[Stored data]
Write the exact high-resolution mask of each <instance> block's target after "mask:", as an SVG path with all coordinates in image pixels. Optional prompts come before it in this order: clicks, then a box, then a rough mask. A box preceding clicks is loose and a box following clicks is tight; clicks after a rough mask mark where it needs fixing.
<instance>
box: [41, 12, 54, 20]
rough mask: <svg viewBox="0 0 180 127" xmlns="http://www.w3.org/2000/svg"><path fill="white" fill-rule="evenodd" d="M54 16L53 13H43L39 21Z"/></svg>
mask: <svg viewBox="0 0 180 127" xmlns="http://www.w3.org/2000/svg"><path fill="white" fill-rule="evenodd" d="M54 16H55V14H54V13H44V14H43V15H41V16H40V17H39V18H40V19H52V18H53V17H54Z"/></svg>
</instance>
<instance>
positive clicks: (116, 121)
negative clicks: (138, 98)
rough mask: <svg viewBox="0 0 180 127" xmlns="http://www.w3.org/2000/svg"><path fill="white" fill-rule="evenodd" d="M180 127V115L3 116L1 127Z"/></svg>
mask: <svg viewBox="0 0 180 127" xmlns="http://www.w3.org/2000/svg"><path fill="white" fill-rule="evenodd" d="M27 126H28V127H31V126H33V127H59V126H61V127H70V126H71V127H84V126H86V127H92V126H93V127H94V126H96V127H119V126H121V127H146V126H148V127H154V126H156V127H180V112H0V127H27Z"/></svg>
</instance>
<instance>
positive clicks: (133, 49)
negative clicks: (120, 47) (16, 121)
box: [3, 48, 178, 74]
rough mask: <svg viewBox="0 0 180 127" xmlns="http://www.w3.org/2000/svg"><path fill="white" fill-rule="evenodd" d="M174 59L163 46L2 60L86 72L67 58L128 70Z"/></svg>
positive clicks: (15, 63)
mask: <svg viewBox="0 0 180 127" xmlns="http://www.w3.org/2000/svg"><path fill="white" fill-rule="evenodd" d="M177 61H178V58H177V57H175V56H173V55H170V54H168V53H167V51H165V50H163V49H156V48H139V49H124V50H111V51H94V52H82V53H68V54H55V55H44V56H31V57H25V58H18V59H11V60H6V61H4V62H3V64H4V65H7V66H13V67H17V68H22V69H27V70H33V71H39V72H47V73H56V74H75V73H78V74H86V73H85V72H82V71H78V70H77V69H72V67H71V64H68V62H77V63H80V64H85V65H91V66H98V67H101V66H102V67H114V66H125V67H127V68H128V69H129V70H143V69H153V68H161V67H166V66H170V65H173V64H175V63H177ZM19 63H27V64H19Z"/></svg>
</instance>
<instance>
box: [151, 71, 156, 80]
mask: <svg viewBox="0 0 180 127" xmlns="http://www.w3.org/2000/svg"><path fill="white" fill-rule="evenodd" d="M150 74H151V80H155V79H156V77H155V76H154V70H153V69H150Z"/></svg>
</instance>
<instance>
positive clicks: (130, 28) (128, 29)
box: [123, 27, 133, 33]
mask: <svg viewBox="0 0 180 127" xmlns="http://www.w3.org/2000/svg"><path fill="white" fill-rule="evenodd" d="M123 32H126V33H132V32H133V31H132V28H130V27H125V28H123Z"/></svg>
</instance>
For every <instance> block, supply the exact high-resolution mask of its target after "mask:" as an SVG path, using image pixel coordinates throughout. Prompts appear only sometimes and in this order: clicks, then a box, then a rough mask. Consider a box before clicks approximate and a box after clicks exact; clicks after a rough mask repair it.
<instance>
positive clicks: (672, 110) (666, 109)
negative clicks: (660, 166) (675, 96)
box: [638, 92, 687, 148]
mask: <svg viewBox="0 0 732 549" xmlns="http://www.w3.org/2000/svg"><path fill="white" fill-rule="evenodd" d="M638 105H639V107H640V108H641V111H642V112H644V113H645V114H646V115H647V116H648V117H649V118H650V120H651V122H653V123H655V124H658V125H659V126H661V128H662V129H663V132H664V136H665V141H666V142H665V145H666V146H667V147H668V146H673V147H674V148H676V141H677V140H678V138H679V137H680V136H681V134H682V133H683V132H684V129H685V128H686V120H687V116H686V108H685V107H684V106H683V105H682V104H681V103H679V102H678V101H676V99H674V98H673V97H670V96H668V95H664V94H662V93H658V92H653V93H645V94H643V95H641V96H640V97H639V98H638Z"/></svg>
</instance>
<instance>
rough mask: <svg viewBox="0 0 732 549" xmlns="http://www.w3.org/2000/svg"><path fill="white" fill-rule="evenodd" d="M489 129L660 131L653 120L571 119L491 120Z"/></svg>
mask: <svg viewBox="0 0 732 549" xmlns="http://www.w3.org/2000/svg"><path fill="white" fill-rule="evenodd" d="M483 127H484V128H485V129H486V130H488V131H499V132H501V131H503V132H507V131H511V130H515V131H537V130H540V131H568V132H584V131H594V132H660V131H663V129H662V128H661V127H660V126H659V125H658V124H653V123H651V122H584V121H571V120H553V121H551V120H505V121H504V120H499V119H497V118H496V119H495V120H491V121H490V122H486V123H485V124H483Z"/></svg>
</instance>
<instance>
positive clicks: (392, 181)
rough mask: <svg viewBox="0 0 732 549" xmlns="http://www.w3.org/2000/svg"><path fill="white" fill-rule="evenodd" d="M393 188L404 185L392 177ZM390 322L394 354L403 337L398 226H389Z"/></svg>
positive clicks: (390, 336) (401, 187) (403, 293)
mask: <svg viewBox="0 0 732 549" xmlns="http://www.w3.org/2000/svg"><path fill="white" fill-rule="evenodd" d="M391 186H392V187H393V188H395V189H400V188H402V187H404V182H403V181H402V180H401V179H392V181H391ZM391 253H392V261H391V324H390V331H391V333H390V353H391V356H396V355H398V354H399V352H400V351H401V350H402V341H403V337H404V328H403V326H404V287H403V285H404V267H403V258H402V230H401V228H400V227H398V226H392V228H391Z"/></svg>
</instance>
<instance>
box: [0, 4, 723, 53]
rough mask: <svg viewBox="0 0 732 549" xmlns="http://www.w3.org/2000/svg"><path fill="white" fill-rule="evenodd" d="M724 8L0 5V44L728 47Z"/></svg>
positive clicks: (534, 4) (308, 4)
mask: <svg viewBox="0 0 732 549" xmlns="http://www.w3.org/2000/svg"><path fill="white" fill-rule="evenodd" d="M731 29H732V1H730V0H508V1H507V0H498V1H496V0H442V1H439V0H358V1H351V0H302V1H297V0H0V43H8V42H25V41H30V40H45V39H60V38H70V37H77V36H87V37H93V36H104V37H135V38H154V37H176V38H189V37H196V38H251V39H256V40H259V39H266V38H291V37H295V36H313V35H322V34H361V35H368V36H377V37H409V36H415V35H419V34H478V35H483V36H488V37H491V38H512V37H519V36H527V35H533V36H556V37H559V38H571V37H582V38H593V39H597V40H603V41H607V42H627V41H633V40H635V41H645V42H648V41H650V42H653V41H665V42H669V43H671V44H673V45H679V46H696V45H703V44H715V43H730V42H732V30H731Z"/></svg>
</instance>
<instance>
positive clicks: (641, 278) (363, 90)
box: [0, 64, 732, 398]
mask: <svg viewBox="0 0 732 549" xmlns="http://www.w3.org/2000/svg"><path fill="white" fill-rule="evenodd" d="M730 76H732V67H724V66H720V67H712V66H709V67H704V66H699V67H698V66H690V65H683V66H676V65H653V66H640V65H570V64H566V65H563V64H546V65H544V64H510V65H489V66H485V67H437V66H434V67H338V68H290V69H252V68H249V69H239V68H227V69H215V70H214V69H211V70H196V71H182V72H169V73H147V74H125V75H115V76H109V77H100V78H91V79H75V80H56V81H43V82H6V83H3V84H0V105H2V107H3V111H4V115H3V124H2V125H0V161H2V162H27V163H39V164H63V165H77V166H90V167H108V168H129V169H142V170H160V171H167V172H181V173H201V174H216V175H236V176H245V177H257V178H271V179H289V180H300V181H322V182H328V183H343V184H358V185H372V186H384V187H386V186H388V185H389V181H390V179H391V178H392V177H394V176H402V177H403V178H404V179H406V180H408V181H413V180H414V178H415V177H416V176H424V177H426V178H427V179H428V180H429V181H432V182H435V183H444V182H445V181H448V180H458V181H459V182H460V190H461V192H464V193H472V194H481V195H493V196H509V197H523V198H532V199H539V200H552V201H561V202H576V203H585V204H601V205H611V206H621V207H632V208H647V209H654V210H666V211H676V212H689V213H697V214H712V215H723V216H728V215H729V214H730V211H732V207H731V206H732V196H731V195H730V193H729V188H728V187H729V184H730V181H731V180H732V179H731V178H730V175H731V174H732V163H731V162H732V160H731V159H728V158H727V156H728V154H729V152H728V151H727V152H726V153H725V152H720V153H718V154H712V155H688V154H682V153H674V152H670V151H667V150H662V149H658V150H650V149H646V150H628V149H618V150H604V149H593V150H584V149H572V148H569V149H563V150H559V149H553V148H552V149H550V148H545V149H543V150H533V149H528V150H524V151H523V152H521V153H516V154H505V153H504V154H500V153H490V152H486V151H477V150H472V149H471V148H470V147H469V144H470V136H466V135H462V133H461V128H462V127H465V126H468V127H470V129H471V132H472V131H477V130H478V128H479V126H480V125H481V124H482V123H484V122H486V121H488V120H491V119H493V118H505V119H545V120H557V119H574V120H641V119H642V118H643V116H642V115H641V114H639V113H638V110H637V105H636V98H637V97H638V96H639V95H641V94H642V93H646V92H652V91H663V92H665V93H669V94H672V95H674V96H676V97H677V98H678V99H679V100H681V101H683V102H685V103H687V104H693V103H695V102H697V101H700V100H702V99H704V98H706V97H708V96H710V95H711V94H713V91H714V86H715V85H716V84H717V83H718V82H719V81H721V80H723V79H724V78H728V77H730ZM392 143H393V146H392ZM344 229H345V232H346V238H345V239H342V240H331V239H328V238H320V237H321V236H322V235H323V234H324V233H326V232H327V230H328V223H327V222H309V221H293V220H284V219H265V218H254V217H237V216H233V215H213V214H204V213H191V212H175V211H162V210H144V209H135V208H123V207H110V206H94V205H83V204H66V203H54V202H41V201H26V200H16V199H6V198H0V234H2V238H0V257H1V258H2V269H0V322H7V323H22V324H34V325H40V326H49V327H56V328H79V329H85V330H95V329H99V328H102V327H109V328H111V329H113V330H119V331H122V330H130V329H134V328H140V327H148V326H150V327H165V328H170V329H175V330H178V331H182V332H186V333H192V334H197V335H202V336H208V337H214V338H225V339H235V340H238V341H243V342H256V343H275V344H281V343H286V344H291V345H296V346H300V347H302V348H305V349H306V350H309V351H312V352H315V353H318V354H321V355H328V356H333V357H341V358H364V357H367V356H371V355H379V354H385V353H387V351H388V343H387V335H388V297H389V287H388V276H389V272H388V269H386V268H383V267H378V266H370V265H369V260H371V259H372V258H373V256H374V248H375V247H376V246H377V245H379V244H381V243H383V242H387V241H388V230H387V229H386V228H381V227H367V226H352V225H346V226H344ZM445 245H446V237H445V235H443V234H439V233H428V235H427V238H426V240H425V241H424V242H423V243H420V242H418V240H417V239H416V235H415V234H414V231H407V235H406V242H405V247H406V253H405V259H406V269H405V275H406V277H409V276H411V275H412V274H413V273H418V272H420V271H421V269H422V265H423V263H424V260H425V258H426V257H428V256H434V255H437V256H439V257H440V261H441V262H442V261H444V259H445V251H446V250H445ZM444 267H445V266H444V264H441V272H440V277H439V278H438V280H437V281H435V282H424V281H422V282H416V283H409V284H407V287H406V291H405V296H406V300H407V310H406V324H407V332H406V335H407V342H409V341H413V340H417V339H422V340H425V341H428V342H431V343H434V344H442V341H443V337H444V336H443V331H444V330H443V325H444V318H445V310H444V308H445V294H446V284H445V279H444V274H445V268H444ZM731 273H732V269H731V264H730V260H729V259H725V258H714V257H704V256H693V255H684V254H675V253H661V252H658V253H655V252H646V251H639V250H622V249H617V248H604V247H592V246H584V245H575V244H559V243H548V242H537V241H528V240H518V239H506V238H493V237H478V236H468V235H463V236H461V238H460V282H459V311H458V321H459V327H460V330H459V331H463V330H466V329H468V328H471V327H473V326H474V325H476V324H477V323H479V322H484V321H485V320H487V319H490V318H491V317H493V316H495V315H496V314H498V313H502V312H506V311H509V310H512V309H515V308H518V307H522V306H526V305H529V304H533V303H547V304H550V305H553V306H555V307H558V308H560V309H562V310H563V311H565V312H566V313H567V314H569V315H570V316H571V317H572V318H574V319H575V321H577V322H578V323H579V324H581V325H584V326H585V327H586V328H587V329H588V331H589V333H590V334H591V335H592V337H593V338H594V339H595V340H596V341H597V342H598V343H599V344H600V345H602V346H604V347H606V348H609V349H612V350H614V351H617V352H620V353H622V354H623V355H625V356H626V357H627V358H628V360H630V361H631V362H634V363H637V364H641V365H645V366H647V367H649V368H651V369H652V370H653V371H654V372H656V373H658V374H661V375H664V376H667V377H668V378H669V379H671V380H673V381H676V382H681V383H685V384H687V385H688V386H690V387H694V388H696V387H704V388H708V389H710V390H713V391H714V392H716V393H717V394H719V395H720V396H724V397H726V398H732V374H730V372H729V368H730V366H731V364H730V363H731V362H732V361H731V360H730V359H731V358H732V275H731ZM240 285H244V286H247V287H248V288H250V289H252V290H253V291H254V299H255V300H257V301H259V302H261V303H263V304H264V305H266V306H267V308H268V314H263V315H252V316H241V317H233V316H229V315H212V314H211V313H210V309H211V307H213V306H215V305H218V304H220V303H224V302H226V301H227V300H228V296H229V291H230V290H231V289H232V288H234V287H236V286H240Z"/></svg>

EXERCISE DETAILS:
Locate every line in the data above that contains the string "high", and copy each of those lines in full.

SOLUTION TO THIS TASK:
Write the exact high-resolution mask of each <instance> block's target after "mask:", as an SVG path with all coordinates in image pixels. Optional prompts come before it in this order: clicks, then a box, then a rough mask. A box preceding clicks is loose and a box following clicks is tight; clicks after a rough mask mark where it needs fixing.
For every <instance> block, supply the exact high-resolution mask of its target after "mask:" as an SVG path, using image pixel coordinates throughout. Prompts appear only sometimes and in this order: clicks, then a box, then a rough mask. Consider a box before clicks approximate and a box after clicks exact; clicks after a rough mask repair it.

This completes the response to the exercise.